═══ RECORD LIST ═══

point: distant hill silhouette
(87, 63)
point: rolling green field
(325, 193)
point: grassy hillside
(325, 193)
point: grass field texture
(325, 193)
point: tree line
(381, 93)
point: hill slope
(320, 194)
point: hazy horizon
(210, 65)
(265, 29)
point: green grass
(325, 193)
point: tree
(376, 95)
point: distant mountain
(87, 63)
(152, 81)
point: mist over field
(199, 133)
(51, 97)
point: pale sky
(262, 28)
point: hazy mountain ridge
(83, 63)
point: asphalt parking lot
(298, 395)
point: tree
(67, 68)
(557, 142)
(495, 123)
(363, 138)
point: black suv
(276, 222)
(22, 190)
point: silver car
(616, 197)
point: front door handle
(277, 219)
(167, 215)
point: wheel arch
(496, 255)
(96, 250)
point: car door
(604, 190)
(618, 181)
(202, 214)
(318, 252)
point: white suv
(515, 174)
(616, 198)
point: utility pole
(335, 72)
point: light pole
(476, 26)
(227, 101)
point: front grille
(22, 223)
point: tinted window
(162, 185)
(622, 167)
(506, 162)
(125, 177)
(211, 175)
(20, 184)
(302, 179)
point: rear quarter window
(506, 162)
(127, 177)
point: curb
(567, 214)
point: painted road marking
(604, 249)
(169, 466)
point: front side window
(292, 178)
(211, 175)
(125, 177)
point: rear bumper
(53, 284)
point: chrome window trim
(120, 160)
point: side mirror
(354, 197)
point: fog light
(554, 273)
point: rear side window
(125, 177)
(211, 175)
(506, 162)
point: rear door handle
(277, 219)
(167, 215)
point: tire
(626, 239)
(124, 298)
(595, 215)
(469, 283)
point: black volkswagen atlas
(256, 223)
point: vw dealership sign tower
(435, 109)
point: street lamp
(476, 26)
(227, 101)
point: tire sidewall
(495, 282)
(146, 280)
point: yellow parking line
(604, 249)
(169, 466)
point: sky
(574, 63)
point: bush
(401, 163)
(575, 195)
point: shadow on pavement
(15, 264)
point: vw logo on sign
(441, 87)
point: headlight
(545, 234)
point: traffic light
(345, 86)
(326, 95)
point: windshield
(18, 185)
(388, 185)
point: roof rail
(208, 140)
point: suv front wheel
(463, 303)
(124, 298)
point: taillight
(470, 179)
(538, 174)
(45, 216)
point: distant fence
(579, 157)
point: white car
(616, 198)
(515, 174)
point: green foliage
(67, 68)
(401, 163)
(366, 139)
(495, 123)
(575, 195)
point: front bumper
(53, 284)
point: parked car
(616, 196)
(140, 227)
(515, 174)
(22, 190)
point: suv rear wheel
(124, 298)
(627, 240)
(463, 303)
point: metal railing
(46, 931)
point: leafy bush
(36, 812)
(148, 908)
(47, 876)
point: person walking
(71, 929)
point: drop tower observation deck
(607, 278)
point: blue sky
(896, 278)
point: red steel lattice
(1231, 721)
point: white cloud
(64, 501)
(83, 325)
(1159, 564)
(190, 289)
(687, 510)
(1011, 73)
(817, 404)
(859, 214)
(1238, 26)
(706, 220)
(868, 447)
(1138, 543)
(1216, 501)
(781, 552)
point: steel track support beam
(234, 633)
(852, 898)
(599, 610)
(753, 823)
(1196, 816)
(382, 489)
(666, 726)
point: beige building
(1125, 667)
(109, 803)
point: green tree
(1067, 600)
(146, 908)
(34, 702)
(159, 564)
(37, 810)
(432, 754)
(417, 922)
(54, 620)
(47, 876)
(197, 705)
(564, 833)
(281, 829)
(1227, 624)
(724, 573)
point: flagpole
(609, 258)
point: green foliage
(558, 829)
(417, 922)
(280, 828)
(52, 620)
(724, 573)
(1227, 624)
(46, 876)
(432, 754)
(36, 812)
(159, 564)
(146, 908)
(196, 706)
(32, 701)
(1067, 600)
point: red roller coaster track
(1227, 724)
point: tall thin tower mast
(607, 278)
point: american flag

═══

◆ SET TASK
Replace every instance of "point" in the listing above with "locate", leaving all other text unchanged.

◆ WORKED ANSWER
locate: distant hill silhouette
(87, 63)
locate: rolling green field
(325, 193)
locate: grassy hillside
(325, 193)
locate: grass field texture
(325, 193)
locate: tree line
(381, 93)
locate: hill slope
(320, 194)
locate: hazy horizon
(210, 65)
(265, 29)
locate: green grass
(325, 193)
locate: tree
(376, 95)
locate: distant mountain
(87, 63)
(152, 81)
locate: mist over field
(199, 133)
(51, 97)
locate: pale sky
(262, 28)
locate: hazy mountain ridge
(83, 63)
locate: asphalt parking lot
(298, 395)
locate: tree
(67, 68)
(557, 142)
(495, 123)
(363, 138)
locate: black suv
(276, 222)
(22, 190)
locate: silver car
(616, 197)
locate: front door handle
(277, 219)
(167, 215)
locate: wheel arch
(496, 255)
(96, 250)
locate: car door
(604, 190)
(618, 181)
(202, 214)
(318, 252)
locate: white suv
(515, 174)
(616, 198)
locate: utility pole
(335, 72)
locate: light pole
(476, 26)
(227, 101)
locate: front grille
(22, 223)
locate: tinted window
(162, 185)
(622, 167)
(506, 162)
(125, 177)
(211, 175)
(20, 184)
(302, 179)
locate: rear quarter window
(506, 162)
(127, 177)
locate: curb
(567, 214)
locate: painted road marking
(604, 249)
(169, 466)
locate: front side window
(292, 178)
(211, 175)
(125, 177)
locate: rear bumper
(53, 284)
locate: chrome window trim
(120, 160)
locate: side mirror
(354, 197)
locate: fog light
(554, 273)
locate: rear side window
(125, 177)
(211, 175)
(506, 162)
locate: rear door handle
(277, 219)
(167, 215)
locate: tire
(626, 239)
(124, 298)
(595, 215)
(469, 283)
locate: black volkswagen atlas
(256, 223)
locate: vw dealership sign tower
(435, 109)
locate: street lamp
(476, 26)
(227, 101)
locate: tire sidewall
(495, 282)
(146, 280)
locate: yellow parking line
(604, 249)
(169, 466)
locate: sky
(574, 63)
locate: bush
(401, 163)
(575, 195)
locate: shadow on pavement
(15, 264)
locate: vw logo on sign
(441, 87)
locate: headlight
(545, 234)
locate: traffic light
(345, 86)
(326, 95)
locate: windshield
(18, 185)
(388, 185)
locate: roof rail
(208, 140)
locate: suv front wheel
(463, 303)
(124, 298)
locate: taillight
(470, 179)
(538, 174)
(45, 216)
locate: distant fence
(579, 157)
locate: white car
(616, 198)
(515, 174)
locate: green foliage
(67, 68)
(401, 163)
(366, 139)
(495, 123)
(575, 195)
locate: front bumper
(53, 284)
locate: parked car
(616, 196)
(140, 227)
(515, 174)
(22, 190)
locate: suv rear wheel
(124, 298)
(627, 240)
(463, 303)
locate: metal railing
(46, 931)
locate: leafy bush
(36, 812)
(148, 908)
(47, 876)
locate: person walking
(71, 929)
locate: drop tower observation deck
(607, 278)
locate: blue sky
(896, 278)
locate: red steel lattice
(1231, 721)
locate: white cloud
(64, 501)
(83, 325)
(1159, 564)
(190, 289)
(687, 510)
(1011, 73)
(817, 404)
(859, 214)
(1238, 26)
(706, 220)
(868, 447)
(1138, 543)
(1216, 501)
(781, 552)
locate: steel track support beam
(234, 633)
(852, 898)
(599, 610)
(753, 823)
(1196, 816)
(382, 489)
(666, 726)
locate: beige building
(1125, 667)
(109, 803)
locate: green tree
(1067, 600)
(146, 908)
(34, 702)
(159, 564)
(37, 810)
(432, 754)
(417, 922)
(54, 620)
(47, 876)
(197, 705)
(564, 833)
(281, 829)
(1227, 624)
(724, 573)
locate: flagpole
(609, 258)
locate: green foliage
(558, 829)
(417, 922)
(280, 828)
(52, 620)
(724, 573)
(1227, 624)
(46, 876)
(432, 754)
(36, 812)
(159, 564)
(146, 908)
(196, 706)
(32, 701)
(1067, 600)
locate: red roller coaster track
(1227, 724)
locate: tall thin tower mast
(607, 278)
locate: american flag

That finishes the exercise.